### EXERCISE INSTRUCTIONS
Answer these questions using the text on physical data models:
(a) In numeric(m,d), what does d stand for?
(b) Which spatial index is most useful for tiled surfaces?
(c) In Figure 1, the foreign key runs from which entity to which?

** START TEXT SECTION **

Variable-length bit string
Where size is the length of the bit string.

Smallint, Int, Bigint

Equivalent to int2, int4, or int8, as .2-byte, 4-byte or 8-byte signed integer, respectively.

Smallserial, Serial, Bigserial

Auto-incrementing integer value which is equivalent to serial2, serial4 or serial 8, as 2-byte, 4-byte or 8-byte signed integer, respectively.
2-byte signed integer that is auto-incrementing.

numeric(m,d)

Where m is the total digits and d is the number of digits after the decimal.

Real, Double Precision

4-byte, single precision, floating-point number; 8-byte, double precision, floating-point number, respectively

Money

Currency value.

Bool, Boolean

Logical boolean data type - true or false

 

 

3.2 Spatial Indexing

Indexing, particularly spatial indexing is a major part of the physical data model design of geospatial databases because a common user task involves spatial querying. Among the most popular of spatial indexes are the quadtree, R-Tree, B-Tree and Hash.  A quadtree is most useful for tiled surfaces because of the regularity of the tiles. The spatial domain is decomposed into quadrants, and each quadrant is further sub-divided into quadrants. With iteration a tree is formed for rapid access to the tiles. For vector objects in a space, the R-Tree is used. Each spatial object (e.g., polygon) has a minimum enclosing rectangle (MER) that encompasses the boundary of polygon.  MERs can be aggregated to summarize regions of spatial objects, and are added.   Objects are added to an MER within the index that will lead to the smallest increase in its size. A B-Tree has been useful for single dimensional work; a single dimension offering a range of data values, e.g, parcel size, over which the index is developed. A Hash-Table has been useful for computing foreign keys.

  • Quadtree: often a preferred method for indexing spatial tiles
  • R-tree: often a preferred method for indexing spatial data objects, e.g. polygons. lines and points, are grouped using the MER.
  • B-tree: a self-balancing tree data structure supporting a data sort with searches, sequential access, insertions, and deletions in logarithmic time
  • Hash function: computes an index of buckets or slots in which desired value can be found

 

4. Schema Diagram of a Physical Data Model

The schema diagram below includes that information using the data type formats from PostgreSQL software.  


Entity-relationship diagram

Figure 1. Entity-Relationship diagram for physical data model

The relationships between entities are commonly implemented with record pointers, often called a ‘foreign key’ (Shekhar and Chawla 2003). Foreign keys are used to address from one record to another, implementing access across the records. Figure 1 has a foreign key from lot to property parcel.

 

5. Database Management Systems

A variety of approaches (logical data model types) for implementing DBMS exist, each type being a different implementation of a logical data language. (See the GIS&T BoK entry for logical data model description.)  The Wikipedia page provides a wide-assortment of DBMS implementations, and here they have been categorized by logical data model approach.  The original list has been edited.

** END TEXT SECTION **
** START EXCERPTED RECORDS **

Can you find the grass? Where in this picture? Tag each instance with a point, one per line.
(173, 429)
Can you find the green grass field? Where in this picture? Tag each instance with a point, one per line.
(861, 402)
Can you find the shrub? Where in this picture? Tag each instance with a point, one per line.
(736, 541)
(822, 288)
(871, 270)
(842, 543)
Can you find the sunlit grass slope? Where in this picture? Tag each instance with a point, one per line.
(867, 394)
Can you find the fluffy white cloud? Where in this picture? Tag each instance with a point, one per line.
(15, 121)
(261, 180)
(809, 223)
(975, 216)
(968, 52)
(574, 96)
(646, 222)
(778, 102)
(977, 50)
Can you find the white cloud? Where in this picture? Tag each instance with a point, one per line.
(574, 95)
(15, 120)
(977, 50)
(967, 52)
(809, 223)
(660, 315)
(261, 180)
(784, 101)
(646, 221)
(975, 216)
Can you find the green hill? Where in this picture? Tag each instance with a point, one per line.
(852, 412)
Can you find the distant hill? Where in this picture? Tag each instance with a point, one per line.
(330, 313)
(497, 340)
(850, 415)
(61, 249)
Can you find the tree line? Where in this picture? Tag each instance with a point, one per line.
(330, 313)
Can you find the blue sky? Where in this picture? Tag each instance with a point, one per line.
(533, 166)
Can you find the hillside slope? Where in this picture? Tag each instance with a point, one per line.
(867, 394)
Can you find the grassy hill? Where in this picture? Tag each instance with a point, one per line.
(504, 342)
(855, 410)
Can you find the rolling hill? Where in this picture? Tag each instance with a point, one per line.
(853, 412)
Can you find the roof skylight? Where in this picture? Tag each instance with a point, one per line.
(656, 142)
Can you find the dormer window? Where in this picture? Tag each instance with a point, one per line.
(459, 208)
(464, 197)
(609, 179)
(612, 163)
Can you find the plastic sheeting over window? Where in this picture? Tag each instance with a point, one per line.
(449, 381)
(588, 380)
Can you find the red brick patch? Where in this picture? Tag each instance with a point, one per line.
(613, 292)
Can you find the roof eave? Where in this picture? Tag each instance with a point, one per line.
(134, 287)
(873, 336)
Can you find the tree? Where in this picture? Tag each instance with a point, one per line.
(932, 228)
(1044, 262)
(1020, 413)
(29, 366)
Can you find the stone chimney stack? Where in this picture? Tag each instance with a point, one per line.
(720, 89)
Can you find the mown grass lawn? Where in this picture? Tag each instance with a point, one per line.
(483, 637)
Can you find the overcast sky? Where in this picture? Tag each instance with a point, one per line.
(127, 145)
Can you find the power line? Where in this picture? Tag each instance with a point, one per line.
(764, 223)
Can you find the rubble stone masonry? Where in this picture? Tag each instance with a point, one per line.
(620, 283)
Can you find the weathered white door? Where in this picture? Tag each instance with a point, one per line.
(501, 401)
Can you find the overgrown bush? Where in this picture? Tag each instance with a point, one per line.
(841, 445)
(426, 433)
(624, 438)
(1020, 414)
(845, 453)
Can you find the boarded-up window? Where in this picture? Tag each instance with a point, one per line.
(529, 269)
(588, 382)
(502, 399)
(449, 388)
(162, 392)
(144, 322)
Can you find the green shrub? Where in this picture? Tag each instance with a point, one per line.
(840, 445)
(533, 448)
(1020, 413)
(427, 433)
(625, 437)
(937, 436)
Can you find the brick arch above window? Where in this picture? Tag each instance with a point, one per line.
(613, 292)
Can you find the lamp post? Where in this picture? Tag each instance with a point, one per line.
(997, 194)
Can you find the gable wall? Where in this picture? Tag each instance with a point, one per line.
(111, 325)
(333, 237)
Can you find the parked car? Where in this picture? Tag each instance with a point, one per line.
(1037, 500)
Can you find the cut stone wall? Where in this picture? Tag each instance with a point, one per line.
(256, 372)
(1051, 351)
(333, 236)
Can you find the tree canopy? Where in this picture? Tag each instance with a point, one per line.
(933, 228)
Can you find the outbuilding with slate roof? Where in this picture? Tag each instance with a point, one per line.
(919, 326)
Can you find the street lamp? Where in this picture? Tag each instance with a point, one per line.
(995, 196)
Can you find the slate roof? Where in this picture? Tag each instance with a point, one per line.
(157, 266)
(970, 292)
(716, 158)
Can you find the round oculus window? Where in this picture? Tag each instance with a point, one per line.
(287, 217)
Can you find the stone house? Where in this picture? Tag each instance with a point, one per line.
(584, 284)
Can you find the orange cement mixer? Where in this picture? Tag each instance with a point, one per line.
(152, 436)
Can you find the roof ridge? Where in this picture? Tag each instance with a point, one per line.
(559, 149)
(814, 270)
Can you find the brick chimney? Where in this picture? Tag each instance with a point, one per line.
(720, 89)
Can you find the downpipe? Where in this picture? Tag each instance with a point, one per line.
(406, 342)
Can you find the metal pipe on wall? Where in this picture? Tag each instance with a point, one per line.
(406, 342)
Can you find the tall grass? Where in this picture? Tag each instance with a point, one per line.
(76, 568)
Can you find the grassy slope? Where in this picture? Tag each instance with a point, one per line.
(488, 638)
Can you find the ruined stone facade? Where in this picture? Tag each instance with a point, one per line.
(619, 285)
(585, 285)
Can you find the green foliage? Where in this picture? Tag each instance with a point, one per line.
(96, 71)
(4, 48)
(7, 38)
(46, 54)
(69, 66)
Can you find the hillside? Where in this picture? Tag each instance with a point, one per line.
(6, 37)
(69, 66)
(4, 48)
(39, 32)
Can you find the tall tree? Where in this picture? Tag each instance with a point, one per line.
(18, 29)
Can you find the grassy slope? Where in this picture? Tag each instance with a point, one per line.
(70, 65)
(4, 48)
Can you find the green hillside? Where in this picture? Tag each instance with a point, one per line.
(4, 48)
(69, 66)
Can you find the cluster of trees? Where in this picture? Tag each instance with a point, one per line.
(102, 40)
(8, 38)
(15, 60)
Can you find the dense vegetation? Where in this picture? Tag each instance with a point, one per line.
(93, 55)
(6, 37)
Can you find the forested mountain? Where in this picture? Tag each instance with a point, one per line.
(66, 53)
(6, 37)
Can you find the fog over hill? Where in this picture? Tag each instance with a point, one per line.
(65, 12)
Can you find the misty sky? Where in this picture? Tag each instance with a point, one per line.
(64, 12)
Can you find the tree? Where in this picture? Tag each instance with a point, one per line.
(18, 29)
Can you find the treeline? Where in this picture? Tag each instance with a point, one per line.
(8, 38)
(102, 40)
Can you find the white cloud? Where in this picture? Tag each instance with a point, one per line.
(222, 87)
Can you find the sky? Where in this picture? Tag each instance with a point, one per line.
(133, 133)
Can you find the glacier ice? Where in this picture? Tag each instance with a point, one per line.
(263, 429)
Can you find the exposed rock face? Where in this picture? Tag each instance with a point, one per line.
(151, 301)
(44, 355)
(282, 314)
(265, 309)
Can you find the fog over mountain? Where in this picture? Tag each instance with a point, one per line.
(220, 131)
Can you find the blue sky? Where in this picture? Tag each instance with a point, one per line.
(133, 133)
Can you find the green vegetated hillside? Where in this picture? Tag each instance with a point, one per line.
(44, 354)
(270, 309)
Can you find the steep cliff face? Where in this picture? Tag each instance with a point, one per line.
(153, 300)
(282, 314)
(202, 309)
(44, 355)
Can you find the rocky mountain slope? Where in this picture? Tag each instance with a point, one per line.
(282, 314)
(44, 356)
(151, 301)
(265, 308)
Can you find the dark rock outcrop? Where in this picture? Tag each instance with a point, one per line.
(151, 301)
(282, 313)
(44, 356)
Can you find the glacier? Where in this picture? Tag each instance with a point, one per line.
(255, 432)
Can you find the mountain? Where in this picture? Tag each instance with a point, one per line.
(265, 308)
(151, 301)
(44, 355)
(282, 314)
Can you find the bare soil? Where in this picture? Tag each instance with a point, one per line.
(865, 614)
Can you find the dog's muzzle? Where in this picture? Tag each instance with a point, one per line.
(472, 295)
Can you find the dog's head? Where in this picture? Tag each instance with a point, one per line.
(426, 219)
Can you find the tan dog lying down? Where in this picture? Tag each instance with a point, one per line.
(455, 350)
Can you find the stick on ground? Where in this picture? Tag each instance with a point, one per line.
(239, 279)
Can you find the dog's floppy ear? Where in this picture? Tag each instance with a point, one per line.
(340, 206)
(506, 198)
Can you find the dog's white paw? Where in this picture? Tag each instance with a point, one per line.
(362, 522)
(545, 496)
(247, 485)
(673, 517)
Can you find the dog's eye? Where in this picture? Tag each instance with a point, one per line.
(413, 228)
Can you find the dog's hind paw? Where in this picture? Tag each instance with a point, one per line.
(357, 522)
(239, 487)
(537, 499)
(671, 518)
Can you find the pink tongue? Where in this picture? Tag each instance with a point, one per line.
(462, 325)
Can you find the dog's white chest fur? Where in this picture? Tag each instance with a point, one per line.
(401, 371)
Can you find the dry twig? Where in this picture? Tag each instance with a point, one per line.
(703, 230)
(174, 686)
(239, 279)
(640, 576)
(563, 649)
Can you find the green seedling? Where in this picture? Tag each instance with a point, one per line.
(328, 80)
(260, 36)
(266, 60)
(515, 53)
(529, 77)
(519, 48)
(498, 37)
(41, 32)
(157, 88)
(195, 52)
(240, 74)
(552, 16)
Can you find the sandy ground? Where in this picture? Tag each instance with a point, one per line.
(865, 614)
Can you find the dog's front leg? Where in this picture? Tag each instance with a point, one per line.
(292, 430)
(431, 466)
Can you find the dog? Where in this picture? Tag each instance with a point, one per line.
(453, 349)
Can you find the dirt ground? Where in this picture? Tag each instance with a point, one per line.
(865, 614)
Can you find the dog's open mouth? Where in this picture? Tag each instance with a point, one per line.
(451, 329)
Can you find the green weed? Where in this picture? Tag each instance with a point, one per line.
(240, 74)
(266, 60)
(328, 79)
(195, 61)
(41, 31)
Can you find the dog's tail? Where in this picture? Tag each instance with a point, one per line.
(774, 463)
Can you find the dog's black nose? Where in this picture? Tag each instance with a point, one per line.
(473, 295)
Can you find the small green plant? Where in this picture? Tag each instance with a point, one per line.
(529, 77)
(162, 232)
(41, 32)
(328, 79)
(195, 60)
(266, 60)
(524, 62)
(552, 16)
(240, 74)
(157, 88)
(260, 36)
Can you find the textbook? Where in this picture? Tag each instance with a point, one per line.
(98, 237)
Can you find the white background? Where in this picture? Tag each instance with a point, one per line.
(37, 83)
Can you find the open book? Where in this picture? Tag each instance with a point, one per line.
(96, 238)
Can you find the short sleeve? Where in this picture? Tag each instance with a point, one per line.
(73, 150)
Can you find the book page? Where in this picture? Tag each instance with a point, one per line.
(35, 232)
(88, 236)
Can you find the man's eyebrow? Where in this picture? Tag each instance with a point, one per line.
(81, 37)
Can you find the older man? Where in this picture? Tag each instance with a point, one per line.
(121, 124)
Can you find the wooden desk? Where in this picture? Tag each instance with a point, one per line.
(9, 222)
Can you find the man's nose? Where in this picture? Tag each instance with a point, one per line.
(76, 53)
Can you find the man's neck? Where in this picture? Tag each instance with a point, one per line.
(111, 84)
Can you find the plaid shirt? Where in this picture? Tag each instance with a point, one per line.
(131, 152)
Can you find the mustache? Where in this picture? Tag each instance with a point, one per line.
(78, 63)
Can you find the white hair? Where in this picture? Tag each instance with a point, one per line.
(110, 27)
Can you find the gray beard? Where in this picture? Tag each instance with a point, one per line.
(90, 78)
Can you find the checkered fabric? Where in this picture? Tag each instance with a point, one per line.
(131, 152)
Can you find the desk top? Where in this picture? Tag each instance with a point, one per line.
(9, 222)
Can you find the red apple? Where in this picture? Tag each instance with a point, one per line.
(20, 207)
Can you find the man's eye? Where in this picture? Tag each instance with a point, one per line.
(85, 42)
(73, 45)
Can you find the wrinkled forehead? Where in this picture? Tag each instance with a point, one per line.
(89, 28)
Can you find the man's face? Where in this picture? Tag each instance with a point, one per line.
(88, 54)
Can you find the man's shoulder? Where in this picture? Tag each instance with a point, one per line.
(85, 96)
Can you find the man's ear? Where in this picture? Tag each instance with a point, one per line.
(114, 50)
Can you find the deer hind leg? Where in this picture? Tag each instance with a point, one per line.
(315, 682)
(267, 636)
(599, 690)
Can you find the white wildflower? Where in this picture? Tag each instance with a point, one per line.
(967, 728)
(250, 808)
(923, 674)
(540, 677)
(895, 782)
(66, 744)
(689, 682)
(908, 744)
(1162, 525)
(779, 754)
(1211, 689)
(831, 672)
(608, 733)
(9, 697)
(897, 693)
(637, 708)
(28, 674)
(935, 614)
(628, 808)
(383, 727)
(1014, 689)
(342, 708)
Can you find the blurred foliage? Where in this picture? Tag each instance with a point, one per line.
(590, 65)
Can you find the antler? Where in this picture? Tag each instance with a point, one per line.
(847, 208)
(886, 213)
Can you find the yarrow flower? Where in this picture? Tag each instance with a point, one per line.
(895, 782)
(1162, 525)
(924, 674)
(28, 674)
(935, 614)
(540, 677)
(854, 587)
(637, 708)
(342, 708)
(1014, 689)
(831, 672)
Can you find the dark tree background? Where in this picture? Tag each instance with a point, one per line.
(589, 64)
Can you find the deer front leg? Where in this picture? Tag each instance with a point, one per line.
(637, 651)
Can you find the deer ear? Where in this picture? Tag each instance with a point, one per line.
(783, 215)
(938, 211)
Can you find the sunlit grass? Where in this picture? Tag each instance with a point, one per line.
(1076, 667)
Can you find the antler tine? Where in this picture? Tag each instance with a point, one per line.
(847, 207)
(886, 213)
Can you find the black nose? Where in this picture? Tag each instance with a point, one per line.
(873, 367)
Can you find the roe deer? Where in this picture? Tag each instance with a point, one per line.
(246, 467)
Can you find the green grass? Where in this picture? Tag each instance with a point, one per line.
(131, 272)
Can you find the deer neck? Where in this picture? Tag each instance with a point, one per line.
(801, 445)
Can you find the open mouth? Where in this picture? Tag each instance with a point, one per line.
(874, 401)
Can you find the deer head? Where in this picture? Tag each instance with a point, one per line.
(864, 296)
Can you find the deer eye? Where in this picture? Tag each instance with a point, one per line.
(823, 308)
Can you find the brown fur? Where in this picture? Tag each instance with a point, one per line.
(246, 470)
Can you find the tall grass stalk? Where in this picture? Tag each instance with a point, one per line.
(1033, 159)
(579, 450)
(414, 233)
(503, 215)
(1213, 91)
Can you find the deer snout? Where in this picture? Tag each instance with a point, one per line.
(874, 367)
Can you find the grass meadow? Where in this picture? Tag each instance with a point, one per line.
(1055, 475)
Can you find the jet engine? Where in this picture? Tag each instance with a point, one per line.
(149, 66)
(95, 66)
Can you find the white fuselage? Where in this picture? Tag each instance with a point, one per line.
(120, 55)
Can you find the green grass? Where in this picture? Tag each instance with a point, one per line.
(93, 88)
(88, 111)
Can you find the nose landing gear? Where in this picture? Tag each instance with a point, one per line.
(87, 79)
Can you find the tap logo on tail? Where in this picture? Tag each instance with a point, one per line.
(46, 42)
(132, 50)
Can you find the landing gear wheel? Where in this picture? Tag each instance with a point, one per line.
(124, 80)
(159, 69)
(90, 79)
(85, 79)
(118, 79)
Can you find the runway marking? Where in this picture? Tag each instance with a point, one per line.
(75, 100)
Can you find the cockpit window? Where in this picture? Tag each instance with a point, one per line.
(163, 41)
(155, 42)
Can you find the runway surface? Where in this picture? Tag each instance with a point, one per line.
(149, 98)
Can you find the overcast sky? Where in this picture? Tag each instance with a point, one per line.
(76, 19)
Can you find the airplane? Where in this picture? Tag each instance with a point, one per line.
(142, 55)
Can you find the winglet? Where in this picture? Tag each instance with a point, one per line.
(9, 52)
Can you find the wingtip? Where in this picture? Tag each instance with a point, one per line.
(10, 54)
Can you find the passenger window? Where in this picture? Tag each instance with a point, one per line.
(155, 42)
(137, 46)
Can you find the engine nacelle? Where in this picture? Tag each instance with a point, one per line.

** END EXCERPTED RECORDS **

### RESPONSE TO THIS TASK
(a) The number of digits after the decimal.
(b) The quadtree.
(c) From lot to property parcel.